## QUESTIONS
A. Translate this sentence from the article on the IAEA report about Iran into Spanish: "Amano urged Iran to cooperate with the agency without delay to verify that its uranium enrichment program was solely for peaceful uses, as Tehran maintains."
B. Resume the article on the IAEA report about Iran, picking up after its final sentence.

## PASSAGE
------------------------------
Iran Says New IAEA Head's Report Misleading, Biased

The report is the first since Yukiya Amano became director-general of the IAEA.

VIENNA (Reuters) -- Iran has accused the new head of the UN nuclear agency of issuing a misleading and unbalanced report on Iran's atomic activities, saying he omitted important information.

The International Atomic Energy Agency (IAEA) report, the first issued since Yukiya Amano became director-general, voiced concern Iran may be actively trying to design a nuclear-armed missile now, and not just in the past.

The report, which brought expressions of alarm from Western powers and Russia, used unusually forthright language and took a harder-hitting line on Iran than those of Amano's predecessor, Muhammad el-Baradei, who left office three months ago.

Amano urged Iran to cooperate with the agency without delay to verify that its uranium enrichment program was solely for peaceful uses, as Tehran maintains.

"The report is not balanced and factual, since it has not duly reflected the explanations of the Islamic Republic of Iran to the questions [of] the agency," Iran's IAEA ambassador, Ali Asghar Soltanieh, told diplomats and IAEA officials in a closed-door briefing on the report.

Last week Iran announced a start to higher-level enrichment after failing in a bid to renegotiate an IAEA-backed plan for big powers to provide it with fuel rods for nuclear medicine made from uranium refined up to 20 percent purity.

Analysts say Iran lacks the technology to convert such uranium to power a medical isotope reactor, and has earmarked for higher enrichment a portion of its uranium stock far greater than what would be needed to keep the plant running.

Doubts


That raises concern, they say, whether Iran's true goal is bomb-grade uranium fuel, which is refined to 90 percent.

Amano's report complained that Iran had begun feeding LEU (low-enriched uranium) into centrifuges for higher refinement before inspectors could reach the Natanz pilot enrichment plant and beef up surveillance methods accordingly.
------------------------------
## DATA SECTION
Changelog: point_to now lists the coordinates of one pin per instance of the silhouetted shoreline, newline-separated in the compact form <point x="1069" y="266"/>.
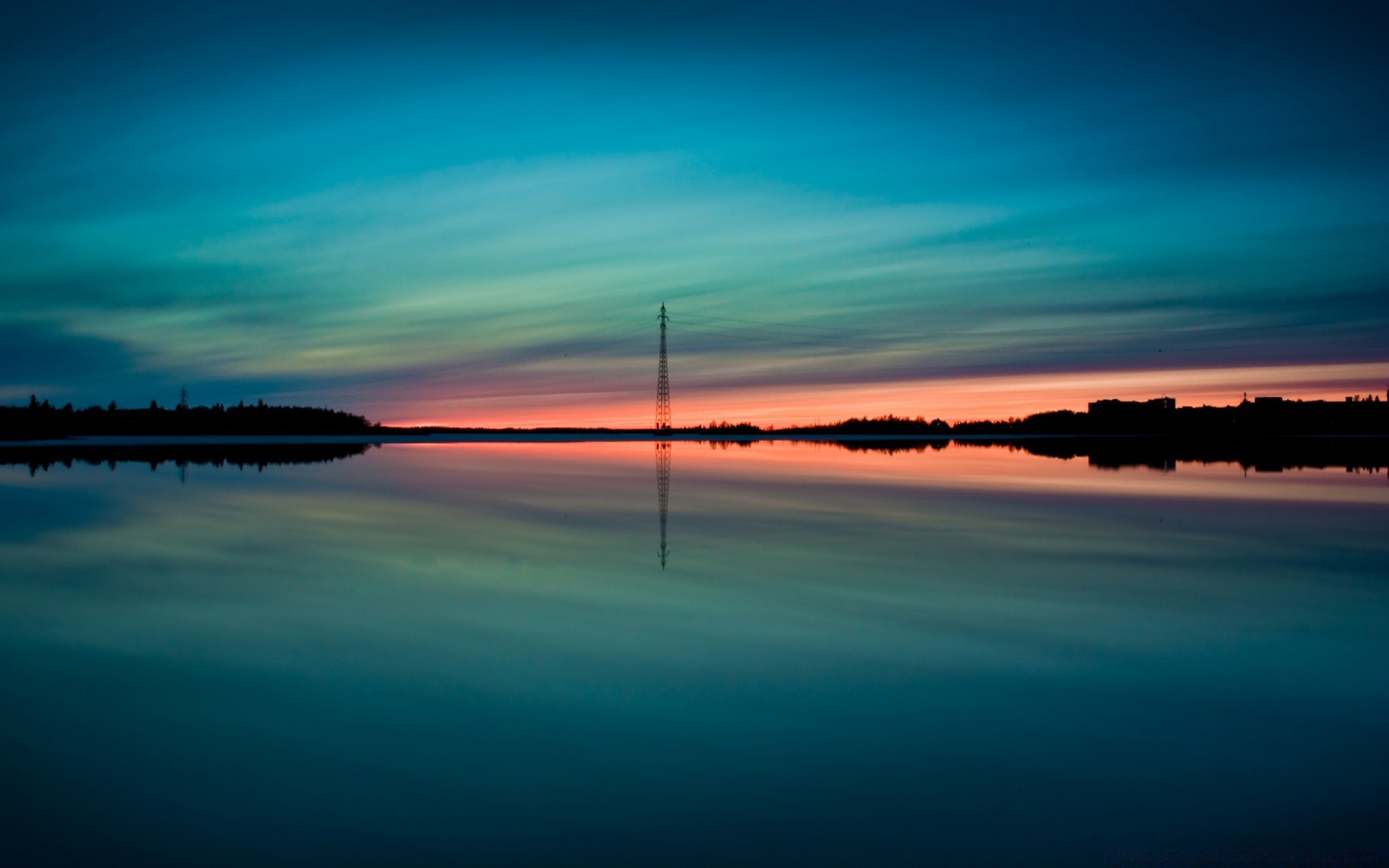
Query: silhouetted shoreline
<point x="217" y="454"/>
------------------------------
## ANSWERS FOR EACH ITEM
A. Amano instó a Irán a cooperar sin demora con la agencia para verificar que su programa de enriquecimiento de uranio tenía fines exclusivamente pacíficos, como sostiene Teherán.

B.
Soltanieh denied this and said the line in the report was "misleading" because Iran had given the IAEA enough notice.

He said the report's treatment of intelligence on alleged nuclear "weaponization" research by Iran lacked balance.

"The fact that the material of the alleged studies lacks authenticity, as declared by the former director-general, is missing in this report," he said.

El-Baradei's final report in November assessed the mainly Western intelligence as consistent and compelling but said it had not been fully authenticated. It included references to Iran's denunciations of the material as "forged" and "baseless."

Other Iranian officials have suggested Amano, a veteran Japanese diplomat, is a tool of Western powers that have long wanted the IAEA to take a steelier approach to Iran.

A senior Western diplomat accredited to the IAEA denied that.

"No one has twisted Amano's arm. He has said repeatedly he intends to empower the agency to do its job as it was meant to do," said the diplomat, speaking on condition of anonymity.

Diplomats at today's briefing said IAEA inspectors told Soltanieh the agency was pressing Iran to clear up questions over the alleged bomb research because of an "avalanche of information" on suspect activities that had built up over time.

Amano's report will be a major part of deliberations at a week-long meeting of the Vienna-based IAEA's 35-nation Board of Governors starting on March 1.